The `id` column is unecessary. Let's drop it for `df_train` and `df_test`.

In [None]:
df_train = df_train.drop(['id'], axis=1)
df_test = df_test.drop(['id'], axis=1)

In [None]:
df_train[['Age', 'Annual_Premium', 'Policy_Sales_Channel', 'Vintage']].describe()

## Check for NaN values

In [None]:
df_train.isna().sum()

In [None]:
df_test.isna().sum()

We do not have any. That's great!

## Target Value - Response

In [None]:
df_train['Response'].value_counts()

In [None]:
b = sns.countplot(x='Response', data=df_train)
b.set_title("Response Distribution")

We can see that we have a lot more customers that are not interested. This should be taken into account when dividing the data into train and test sets for the modeling.

## Gender

In [None]:
b = sns.countplot(x='Gender', data=df_train)
b.set_title("Gender Distribution");

In [None]:
pd.crosstab(df_train['Response'], df_train['Gender']).plot(kind="bar", figsize=(10,6))

plt.title("Response distribution for Gender")

§ **Listed records**:
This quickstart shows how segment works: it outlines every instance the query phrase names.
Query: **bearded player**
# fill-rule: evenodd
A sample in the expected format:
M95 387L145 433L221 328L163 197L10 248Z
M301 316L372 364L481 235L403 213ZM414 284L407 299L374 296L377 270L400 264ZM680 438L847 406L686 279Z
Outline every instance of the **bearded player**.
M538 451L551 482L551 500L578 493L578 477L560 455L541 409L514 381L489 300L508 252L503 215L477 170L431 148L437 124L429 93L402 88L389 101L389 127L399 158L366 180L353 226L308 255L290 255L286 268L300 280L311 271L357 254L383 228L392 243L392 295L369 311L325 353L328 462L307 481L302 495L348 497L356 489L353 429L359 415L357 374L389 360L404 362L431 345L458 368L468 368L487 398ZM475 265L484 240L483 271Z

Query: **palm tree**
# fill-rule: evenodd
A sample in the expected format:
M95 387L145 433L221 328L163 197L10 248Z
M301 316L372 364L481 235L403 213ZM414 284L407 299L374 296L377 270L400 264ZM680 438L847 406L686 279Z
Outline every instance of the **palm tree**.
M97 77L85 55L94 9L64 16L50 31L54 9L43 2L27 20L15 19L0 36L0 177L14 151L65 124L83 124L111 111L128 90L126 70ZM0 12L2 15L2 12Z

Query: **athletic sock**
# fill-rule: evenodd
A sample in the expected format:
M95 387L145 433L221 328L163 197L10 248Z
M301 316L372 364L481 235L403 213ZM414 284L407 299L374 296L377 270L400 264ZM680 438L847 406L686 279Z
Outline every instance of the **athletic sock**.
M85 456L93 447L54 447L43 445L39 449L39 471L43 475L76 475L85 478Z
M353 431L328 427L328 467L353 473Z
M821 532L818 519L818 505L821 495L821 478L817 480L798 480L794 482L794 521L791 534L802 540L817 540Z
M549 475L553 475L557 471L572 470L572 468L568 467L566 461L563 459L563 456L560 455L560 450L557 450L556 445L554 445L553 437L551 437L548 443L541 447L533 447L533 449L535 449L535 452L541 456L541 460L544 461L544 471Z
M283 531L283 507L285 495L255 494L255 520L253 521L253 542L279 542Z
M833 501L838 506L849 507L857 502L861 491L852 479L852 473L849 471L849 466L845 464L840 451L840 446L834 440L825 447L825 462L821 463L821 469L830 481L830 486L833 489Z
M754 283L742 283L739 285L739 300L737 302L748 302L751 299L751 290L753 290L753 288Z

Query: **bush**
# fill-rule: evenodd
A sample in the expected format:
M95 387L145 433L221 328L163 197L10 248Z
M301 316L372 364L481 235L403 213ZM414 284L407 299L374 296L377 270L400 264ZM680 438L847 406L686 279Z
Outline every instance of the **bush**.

§ **Things to do**:
1. Reproduce the notebook excerpt from "We do not have" down to "for the modeling.".
2. Condense the paragraph of the notebook excerpt that begins "We can see that we have a lot more customers" into a single shorter sentence that keeps its main facts.

§ **List of solutions**:
1.
We do not have any. That's great!

## Target Value - Response

In [None]:
df_train['Response'].value_counts()

In [None]:
b = sns.countplot(x='Response', data=df_train)
b.set_title("Response Distribution")

We can see that we have a lot more customers that are not interested. This should be taken into account when dividing the data into train and test sets for the modeling.

2. Far more customers are not interested than interested, so this imbalance should be considered when splitting the data into train and test sets for modeling.